═══ Extracted data ═══
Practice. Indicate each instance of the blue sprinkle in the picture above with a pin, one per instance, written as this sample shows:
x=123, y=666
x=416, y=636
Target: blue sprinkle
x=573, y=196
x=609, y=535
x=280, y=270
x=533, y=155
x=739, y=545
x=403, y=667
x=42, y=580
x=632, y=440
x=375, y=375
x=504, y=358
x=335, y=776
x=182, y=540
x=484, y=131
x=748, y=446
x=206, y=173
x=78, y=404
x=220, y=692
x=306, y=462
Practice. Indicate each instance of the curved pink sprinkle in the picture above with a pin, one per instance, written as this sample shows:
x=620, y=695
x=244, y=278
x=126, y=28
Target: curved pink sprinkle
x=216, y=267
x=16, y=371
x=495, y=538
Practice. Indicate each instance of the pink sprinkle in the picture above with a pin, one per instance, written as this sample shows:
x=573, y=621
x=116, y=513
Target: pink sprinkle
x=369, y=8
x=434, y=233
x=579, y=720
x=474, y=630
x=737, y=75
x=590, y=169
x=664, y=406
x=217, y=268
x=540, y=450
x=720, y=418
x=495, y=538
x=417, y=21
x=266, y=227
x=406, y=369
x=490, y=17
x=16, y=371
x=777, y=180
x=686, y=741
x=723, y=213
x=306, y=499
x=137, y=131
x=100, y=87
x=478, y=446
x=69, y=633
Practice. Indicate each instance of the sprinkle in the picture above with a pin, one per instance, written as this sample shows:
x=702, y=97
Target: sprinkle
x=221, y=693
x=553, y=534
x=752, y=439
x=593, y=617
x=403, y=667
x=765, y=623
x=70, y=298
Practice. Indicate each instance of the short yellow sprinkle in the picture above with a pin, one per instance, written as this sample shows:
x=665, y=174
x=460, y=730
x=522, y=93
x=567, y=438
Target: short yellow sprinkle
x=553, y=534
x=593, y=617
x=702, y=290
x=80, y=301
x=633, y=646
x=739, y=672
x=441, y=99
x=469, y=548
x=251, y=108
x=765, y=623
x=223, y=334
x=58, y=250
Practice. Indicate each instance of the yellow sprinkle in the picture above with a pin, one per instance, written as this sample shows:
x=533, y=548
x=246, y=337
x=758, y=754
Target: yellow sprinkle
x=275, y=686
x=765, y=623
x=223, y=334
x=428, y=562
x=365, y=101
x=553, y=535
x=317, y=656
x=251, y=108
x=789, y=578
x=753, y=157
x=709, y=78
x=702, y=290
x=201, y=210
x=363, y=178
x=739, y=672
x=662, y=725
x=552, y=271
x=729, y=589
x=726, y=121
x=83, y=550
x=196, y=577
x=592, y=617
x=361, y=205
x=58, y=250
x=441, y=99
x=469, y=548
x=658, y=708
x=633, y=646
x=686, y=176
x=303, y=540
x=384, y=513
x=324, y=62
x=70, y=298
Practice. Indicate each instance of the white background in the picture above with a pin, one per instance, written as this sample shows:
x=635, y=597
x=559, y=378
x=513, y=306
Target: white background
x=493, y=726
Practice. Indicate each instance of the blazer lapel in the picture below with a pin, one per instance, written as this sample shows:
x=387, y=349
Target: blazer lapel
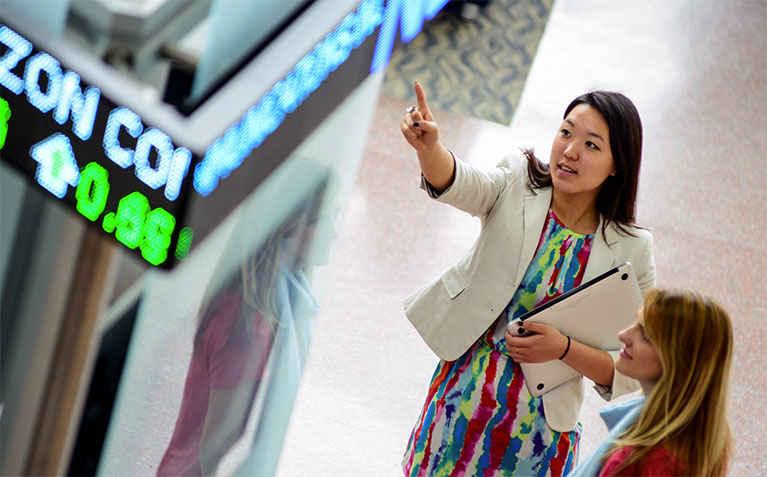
═══
» What you need to do
Pick out every line of the records above that contains the word "Target". Letter case counts.

» Reply
Target: blue sprinkle
Target: curved pink sprinkle
Target: pink sprinkle
Target: sprinkle
Target: short yellow sprinkle
Target: yellow sprinkle
Target: white background
Target: blazer lapel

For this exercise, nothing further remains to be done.